:: WHAT THE EXERCISE ASKS ::
Every record shown here must be duplicated without change.

:: DATA LISTING ::
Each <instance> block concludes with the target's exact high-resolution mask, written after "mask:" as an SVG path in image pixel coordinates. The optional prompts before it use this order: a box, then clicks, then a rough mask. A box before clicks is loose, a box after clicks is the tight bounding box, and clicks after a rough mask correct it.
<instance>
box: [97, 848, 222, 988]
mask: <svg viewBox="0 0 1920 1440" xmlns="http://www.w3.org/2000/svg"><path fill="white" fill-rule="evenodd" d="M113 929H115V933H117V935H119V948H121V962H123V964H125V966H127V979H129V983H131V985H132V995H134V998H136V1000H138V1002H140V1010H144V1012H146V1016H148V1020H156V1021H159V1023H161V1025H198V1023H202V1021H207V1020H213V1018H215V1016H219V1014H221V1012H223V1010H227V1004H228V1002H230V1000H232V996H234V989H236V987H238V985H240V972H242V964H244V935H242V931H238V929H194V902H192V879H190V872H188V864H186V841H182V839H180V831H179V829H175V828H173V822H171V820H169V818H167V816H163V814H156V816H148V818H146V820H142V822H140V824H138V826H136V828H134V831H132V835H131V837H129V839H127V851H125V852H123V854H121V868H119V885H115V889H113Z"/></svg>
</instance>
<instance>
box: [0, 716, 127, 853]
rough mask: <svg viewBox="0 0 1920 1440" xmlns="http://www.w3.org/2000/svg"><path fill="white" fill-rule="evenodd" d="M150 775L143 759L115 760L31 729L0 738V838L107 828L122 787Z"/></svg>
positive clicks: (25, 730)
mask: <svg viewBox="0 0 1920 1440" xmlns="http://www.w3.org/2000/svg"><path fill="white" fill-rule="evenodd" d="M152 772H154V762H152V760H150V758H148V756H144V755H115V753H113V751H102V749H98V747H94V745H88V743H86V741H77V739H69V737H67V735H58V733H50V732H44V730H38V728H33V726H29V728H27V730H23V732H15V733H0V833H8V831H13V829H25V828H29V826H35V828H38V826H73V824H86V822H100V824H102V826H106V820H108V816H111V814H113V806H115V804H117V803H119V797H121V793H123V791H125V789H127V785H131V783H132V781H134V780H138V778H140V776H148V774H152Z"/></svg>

:: EXERCISE SOLUTION ::
Each <instance> block concludes with the target's exact high-resolution mask, written after "mask:" as an SVG path in image pixel coordinates. The optional prompts before it use this order: a box, then clicks, then a rough mask. A box before clicks is loose, a box after clicks is the tight bounding box, and clicks after a rough mask correct it.
<instance>
box: [97, 848, 222, 988]
mask: <svg viewBox="0 0 1920 1440" xmlns="http://www.w3.org/2000/svg"><path fill="white" fill-rule="evenodd" d="M113 929H115V933H117V935H119V948H121V962H123V964H125V966H127V979H129V983H131V985H132V995H134V998H136V1000H138V1002H140V1010H144V1012H146V1016H148V1020H156V1021H159V1023H161V1025H198V1023H202V1021H207V1020H213V1018H215V1016H219V1014H221V1012H223V1010H227V1004H228V1002H230V1000H232V996H234V989H236V987H238V985H240V972H242V964H244V935H242V931H238V929H194V902H192V879H190V872H188V864H186V841H182V839H180V831H179V829H175V828H173V822H171V820H169V818H167V816H163V814H156V816H148V818H146V820H142V822H140V824H138V826H136V828H134V831H132V835H131V837H129V839H127V851H125V852H123V854H121V868H119V885H115V889H113Z"/></svg>
</instance>
<instance>
box: [0, 716, 127, 853]
rough mask: <svg viewBox="0 0 1920 1440" xmlns="http://www.w3.org/2000/svg"><path fill="white" fill-rule="evenodd" d="M150 775L143 759L115 760L31 729L0 738V838L107 828L122 787Z"/></svg>
positive clicks: (25, 730)
mask: <svg viewBox="0 0 1920 1440" xmlns="http://www.w3.org/2000/svg"><path fill="white" fill-rule="evenodd" d="M152 772H154V762H152V760H150V758H148V756H144V755H115V753H113V751H102V749H98V747H94V745H88V743H86V741H77V739H69V737H67V735H58V733H50V732H44V730H38V728H33V726H29V728H27V730H23V732H15V733H0V833H8V831H13V829H25V828H29V826H35V828H38V826H73V824H86V822H100V824H102V826H106V820H108V816H111V814H113V806H115V804H117V803H119V797H121V793H123V791H125V789H127V785H131V783H132V781H134V780H138V778H140V776H148V774H152Z"/></svg>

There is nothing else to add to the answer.